About this task >> Please retype the listing below, matching every line exactly.

Record set >>
[Start of Attachment]

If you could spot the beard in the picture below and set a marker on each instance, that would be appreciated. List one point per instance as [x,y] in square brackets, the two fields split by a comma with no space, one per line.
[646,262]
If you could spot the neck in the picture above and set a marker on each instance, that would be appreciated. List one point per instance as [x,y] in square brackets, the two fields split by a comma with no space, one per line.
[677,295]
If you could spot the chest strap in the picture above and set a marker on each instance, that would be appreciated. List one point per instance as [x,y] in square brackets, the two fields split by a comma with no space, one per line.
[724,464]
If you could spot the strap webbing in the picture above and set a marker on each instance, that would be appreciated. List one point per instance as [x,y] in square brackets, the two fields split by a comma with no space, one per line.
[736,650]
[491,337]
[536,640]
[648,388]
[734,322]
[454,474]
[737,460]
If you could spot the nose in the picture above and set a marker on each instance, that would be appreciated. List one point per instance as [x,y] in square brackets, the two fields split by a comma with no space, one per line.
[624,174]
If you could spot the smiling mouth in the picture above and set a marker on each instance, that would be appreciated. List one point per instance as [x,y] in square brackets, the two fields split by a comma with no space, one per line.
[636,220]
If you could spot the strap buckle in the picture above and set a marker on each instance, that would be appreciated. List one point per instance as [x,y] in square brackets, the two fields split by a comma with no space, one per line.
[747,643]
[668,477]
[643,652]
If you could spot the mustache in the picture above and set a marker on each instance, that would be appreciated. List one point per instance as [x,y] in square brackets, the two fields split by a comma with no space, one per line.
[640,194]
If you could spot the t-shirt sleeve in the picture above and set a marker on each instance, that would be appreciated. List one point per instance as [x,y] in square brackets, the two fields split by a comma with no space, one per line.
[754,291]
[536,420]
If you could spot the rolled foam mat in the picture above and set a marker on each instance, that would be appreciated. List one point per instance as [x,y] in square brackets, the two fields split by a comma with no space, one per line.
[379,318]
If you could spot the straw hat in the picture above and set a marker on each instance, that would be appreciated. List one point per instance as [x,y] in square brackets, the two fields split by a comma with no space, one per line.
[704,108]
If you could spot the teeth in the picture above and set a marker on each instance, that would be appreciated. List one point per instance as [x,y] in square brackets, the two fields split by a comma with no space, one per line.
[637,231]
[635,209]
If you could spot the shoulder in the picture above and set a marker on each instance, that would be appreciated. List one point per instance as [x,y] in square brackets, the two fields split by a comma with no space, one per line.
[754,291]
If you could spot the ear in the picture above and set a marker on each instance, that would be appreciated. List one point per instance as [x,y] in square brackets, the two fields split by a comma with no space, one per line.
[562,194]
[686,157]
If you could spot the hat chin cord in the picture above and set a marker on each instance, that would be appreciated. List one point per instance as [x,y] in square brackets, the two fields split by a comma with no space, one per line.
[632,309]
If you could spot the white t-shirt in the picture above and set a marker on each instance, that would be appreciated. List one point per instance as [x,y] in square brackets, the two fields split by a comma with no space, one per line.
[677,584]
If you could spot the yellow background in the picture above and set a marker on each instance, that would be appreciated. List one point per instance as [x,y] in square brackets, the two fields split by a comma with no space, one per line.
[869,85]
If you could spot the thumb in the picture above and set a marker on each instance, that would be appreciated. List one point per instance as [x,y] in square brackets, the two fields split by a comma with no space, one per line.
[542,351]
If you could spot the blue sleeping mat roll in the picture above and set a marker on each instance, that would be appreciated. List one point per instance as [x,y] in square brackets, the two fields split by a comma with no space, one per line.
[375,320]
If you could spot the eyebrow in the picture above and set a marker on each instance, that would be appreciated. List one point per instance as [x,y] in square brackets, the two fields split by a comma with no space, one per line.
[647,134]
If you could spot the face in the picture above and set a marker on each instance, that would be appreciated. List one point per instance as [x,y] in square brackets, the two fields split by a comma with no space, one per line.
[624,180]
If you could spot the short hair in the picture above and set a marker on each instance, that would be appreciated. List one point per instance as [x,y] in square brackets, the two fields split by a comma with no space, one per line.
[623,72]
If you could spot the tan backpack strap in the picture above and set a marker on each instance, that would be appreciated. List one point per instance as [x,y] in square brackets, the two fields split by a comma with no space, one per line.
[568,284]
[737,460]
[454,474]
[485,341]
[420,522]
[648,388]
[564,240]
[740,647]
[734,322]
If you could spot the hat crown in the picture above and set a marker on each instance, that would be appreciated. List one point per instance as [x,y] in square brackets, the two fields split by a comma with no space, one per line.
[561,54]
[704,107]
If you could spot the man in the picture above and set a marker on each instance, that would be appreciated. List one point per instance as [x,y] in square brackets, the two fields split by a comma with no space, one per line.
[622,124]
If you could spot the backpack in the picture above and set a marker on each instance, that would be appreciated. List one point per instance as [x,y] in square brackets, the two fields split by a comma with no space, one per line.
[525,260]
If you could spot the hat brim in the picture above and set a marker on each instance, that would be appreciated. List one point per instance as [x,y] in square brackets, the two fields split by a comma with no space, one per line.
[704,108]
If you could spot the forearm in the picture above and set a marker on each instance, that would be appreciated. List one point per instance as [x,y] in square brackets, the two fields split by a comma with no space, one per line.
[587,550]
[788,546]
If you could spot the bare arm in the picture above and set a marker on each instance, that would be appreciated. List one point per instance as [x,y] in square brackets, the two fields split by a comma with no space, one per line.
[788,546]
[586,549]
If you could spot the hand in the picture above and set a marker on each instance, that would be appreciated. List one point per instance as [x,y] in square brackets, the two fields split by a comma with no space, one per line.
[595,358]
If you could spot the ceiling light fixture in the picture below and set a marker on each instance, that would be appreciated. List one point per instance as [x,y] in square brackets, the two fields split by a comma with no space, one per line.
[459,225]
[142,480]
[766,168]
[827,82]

[End of Attachment]

Answer to this exercise >>
If you could spot the beard in the picture below and set a marker on each instance, that would be appreciated. List one point per instance as [x,y] in square brackets, the two fields split by a comma with no space, one per line.
[646,262]
If you could spot the neck in the picture above and set a marker on each instance, that would be appreciated. List one point per instance as [x,y] in square brackets, the two fields split by a comma with no space, one per line.
[677,295]
If you could spot the chest strap in the picture above and set a marker on each instance, that would be appreciated. List one point per instance as [x,y] in square brackets, the two fields split by a comma with no space, one per line.
[724,464]
If you could spot the strap webbing in the picture above and set a marker on each instance, that would be appreciated. List one point per instance as [x,y] in square brackets, the two fields split by a comma with no space, one per line.
[736,650]
[491,337]
[536,640]
[648,388]
[734,322]
[454,474]
[737,460]
If you could spot the nose in the picture above and set a marker on each instance, that would be appreciated. List one point per instance as [x,y] in square brackets, the two fields split by a comma with no space, one per line.
[624,174]
If you could spot the smiling mouth in the picture above and set a marker on each instance, that would be appreciated. List one point per instance as [x,y] in square brackets, the two fields split by a comma with no space, one per line.
[636,220]
If you could spot the strap buckle in the picture above and set a marker on each instance, that would be appreciated. List one point per instance as [x,y] in square brackets, the two fields split by a comma with no space, one per line.
[747,643]
[668,477]
[643,652]
If you could spot the mustache in the picture above and set a marker on each instance, that would be appreciated. List one point per instance as [x,y] in square brackets, the two fields split by a comma with no space, one per line.
[640,194]
If you could spot the t-shirt sleeve in the picture above and set a marker on each instance, that would be appreciated. List one point per instance as [x,y] in square brackets, the two fields split by a comma with no space, one per line.
[754,291]
[536,420]
If you could spot the rolled foam mat in the picture above and set a marker on each instance, that would be appreciated. List one point per instance as [x,y] in square brackets, the two fields split by a comma with no space, one per line.
[379,318]
If you could spot the straw hat in the picture above and set a marker on each instance, that would be appreciated. List one point per instance as [x,y] in square brackets, the two fields split by a comma with no space, one per line.
[704,108]
If you could spot the teeth in the picture above and set a marker on each instance, that would be appreciated. List one point per instance as [x,y] in square brackets, the two fields split by a comma with no space, one per line.
[637,231]
[635,209]
If you could spot the shoulder in the picture above and set a marker on each instance, that would be appreciated. List one point per instance as [x,y] in square brackets, the two fields split by a comma with no space, one per line.
[754,291]
If you could spot the ear in the picture above and set a marker on each instance, that would be appreciated. List one point per instance as [x,y] in square brackets, the two fields split by a comma with no space, one per line.
[562,194]
[686,157]
If you could spot the hat chin cord in the picture above and set a marker on each instance, that would be appreciated. List one point per instance as [x,y] in square brackets, the two fields split by a comma with no space, one per line.
[632,309]
If you could spot the white t-shirt in the picture above and set a marker on each instance, that would be appreciated. List one point per instance as [x,y] in square brackets, the two fields split by a comma with no space, one per line.
[677,584]
If you could spot the yellow background in the picture above and set a marker on each instance, that would be appreciated. List one point per instance as [x,y] in square brackets, the two fields split by a comma with no space, one per line.
[869,85]
If you could spot the thumb in the picture above and set a marker on each instance, that would be appreciated. List one point per instance as [x,y] in square brackets, the two fields split by a comma with no space, one per line.
[542,351]
If you could spot the blue sleeping mat roll in the picture above and set a marker on each instance, that would be appreciated. List one point per instance as [x,y] in square brackets, the two fields split by a comma with no space, one per line.
[375,320]
If you could spot the eyebrow in the picture above and set a marker on each instance, that would be appreciated. List one point per instance as [x,y] in square brackets, the two fields split by a comma with no space, one per line.
[647,134]
If you could spot the face in the picture above and set a marker on each instance, that would be appreciated. List one point per instance as [x,y] in square brackets, the two fields split by a comma with no space, one per line.
[624,180]
If you could spot the short hair in the picture above and set a marker on each instance, that would be appreciated. List one point per instance as [x,y] in square brackets, the two fields split by a comma with no space, one per line.
[623,72]
If you could spot the tan backpack strap in the picture above and set a marker on each instance, that would be appreciated. List one point per instance as [x,y] in square brackets, the two fields split by a comma with no space, one per line.
[568,284]
[737,460]
[454,474]
[485,341]
[420,522]
[648,388]
[564,240]
[740,647]
[734,322]
If you could spot the hat crown in the picture above and set a marker on each instance, that would be appreciated. List one point per instance as [x,y] in square brackets, the two fields split by a comma with no space, one per line.
[561,54]
[704,107]
If you could spot the man in the picture above and set a marker on each instance, that would be appreciated. List one point per instance as [x,y] in square brackets, the two fields split by a comma with no space, one per line.
[622,124]
If you could spot the backpack in the picture above and set a marker on each instance, that would be appreciated. List one point per instance as [x,y] in square brackets, the two fields split by a comma with no space, one per line.
[525,260]
If you could spot the hat brim in the picture above and set a marker on each instance, that would be appreciated. List one point per instance as [x,y] in square brackets, the two fields split by a comma with no space, one per line.
[704,108]
If you could spot the forearm in the picture above and set a marker on each instance, that would be appreciated. List one point per instance as [x,y] in square brackets, the two fields split by a comma with no space, one per line.
[587,550]
[788,546]
If you could spot the bare arm in the picture above and set a marker on each instance, that would be appreciated. List one point per instance as [x,y] in square brackets, the two fields split by a comma with no space, one per line.
[788,546]
[586,549]
If you could spot the hand in the picture above and set a marker on each instance, that would be appreciated. List one point per instance as [x,y] in square brackets, the two fields split by a comma with no space, one per line.
[595,358]
If you could spot the ceiling light fixture in the picture below and set a marker on each instance, that would be appreciated. List one point per instance as [x,y] in square brackets, the two fields split by a comma with no space, one per line.
[459,225]
[142,480]
[766,168]
[827,82]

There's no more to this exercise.